§ **Exercise**
Could the lines from the one with "Expected: the pointer indicates a point on the blue sky, one" through the end of the listing be restated exactly, with nothing else included?
◇ ◇ ◇
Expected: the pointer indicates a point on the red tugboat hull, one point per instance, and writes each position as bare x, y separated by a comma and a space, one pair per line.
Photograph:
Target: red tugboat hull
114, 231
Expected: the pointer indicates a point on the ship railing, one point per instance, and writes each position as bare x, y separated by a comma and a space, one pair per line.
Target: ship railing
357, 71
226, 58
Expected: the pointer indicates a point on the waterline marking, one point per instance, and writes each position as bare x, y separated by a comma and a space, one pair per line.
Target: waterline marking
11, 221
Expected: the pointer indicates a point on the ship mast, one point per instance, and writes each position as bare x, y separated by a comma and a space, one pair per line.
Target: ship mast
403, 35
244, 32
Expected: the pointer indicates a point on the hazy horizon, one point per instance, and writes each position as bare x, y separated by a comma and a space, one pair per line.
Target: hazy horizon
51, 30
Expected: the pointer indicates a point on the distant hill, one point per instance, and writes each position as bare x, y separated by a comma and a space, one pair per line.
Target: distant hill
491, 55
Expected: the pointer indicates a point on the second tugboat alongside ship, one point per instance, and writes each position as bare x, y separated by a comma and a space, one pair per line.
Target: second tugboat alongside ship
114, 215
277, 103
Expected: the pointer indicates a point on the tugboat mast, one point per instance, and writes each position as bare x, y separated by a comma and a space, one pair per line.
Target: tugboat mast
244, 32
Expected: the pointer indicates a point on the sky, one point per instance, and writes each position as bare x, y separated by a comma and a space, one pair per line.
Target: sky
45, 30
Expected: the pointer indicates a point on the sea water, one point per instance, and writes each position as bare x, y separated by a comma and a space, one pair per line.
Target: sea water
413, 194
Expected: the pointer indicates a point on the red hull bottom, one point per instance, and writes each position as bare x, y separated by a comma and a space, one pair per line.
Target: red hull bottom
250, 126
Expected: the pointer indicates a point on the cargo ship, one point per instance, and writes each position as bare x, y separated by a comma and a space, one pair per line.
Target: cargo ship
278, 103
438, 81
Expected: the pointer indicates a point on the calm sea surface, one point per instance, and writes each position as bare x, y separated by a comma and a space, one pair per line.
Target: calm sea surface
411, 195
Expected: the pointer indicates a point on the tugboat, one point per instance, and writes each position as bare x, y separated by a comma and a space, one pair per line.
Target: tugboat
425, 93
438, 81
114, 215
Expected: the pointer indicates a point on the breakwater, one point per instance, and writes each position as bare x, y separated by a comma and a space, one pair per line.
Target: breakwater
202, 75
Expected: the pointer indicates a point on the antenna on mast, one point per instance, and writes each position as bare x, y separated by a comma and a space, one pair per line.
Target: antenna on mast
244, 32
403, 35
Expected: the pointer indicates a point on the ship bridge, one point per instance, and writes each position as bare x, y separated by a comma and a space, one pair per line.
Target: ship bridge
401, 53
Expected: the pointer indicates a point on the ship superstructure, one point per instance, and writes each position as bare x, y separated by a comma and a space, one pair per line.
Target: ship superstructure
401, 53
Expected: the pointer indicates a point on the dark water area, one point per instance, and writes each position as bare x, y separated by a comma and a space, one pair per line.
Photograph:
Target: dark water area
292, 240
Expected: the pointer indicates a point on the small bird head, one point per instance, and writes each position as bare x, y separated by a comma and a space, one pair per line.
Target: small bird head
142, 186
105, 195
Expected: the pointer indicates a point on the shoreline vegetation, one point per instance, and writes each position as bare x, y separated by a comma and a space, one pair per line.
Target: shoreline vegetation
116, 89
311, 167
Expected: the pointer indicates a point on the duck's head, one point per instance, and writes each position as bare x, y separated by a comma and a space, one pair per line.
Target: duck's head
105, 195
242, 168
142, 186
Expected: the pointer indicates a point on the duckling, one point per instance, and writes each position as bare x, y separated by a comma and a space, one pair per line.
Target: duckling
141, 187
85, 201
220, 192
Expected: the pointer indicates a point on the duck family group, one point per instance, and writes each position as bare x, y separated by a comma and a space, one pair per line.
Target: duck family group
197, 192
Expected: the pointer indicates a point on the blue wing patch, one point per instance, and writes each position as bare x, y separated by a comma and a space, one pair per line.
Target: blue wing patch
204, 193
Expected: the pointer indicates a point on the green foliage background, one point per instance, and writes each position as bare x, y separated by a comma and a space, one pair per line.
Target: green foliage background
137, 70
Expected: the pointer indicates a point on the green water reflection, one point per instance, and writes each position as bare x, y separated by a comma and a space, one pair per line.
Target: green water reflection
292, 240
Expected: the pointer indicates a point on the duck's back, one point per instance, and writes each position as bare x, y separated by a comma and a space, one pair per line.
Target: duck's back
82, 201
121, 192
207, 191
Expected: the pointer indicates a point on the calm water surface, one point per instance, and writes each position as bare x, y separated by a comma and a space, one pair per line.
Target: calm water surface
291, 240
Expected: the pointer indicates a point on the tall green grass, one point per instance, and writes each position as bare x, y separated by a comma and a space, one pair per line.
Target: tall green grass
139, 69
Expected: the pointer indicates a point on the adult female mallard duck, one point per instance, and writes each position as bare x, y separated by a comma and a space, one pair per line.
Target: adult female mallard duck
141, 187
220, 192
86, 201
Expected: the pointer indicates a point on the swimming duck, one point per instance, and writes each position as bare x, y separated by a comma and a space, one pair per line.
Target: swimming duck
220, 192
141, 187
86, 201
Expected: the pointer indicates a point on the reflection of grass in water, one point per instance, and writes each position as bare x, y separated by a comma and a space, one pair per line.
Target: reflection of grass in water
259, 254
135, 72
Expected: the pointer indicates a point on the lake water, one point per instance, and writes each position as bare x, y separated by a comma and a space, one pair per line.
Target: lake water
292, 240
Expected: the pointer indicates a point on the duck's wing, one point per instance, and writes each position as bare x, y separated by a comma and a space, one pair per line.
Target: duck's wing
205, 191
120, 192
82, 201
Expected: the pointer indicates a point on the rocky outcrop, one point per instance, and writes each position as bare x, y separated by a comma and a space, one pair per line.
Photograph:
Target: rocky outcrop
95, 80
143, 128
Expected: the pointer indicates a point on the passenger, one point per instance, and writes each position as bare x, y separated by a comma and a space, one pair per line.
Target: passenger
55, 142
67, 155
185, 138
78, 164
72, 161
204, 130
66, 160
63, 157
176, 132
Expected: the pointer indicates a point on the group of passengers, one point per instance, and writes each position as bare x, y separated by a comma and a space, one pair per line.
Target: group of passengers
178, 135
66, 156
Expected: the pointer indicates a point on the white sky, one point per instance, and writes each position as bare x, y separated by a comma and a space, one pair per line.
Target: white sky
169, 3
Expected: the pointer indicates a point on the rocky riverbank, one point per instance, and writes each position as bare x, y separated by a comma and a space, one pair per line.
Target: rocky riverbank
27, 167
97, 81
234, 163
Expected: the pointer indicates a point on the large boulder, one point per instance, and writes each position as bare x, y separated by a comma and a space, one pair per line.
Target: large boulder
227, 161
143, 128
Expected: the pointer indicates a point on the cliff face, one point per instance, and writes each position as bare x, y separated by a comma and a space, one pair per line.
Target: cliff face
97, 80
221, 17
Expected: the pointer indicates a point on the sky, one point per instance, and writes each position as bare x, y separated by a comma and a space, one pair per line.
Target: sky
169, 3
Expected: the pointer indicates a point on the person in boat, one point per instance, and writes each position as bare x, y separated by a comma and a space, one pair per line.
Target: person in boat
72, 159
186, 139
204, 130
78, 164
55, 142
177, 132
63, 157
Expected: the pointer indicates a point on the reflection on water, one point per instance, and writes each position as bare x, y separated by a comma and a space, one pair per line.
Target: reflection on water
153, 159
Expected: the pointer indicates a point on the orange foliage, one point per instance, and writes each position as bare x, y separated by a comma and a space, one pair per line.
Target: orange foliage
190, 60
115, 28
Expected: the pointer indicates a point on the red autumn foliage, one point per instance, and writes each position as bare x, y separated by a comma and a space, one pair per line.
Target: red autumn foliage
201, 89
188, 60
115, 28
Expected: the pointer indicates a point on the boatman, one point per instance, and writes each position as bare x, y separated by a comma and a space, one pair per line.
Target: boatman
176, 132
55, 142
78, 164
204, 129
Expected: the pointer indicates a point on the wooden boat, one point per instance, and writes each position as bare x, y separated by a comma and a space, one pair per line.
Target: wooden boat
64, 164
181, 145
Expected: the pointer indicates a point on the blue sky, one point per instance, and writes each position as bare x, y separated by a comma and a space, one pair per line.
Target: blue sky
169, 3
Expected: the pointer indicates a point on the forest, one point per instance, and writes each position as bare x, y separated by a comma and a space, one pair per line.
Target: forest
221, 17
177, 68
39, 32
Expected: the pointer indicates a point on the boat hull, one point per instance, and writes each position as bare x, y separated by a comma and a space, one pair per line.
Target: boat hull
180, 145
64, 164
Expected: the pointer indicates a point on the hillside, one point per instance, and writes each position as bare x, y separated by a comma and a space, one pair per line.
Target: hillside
◇ ◇ ◇
§ **The result**
Expected: the pointer indicates a point on the blue sky, one point per instance, and writes each position as bare x, y separated by a comma and a space, one pair per line.
Target: blue sky
169, 3
Expected: the pointer indicates a point on the forest, one point per instance, and writes each position as bare x, y separated by a comma and a space, one pair per line.
Target: forest
221, 17
177, 68
39, 32
Expected: the pointer indicates a point on the boat hull, one point per instance, and writes each position as bare x, y separated by a comma and a space, one pair per line.
Target: boat hull
180, 145
64, 164
Expected: the pointer indicates a point on the hillside, one point per instance, and writes each position as bare x, y separated by a comma and a space, one pair per line.
Target: hillside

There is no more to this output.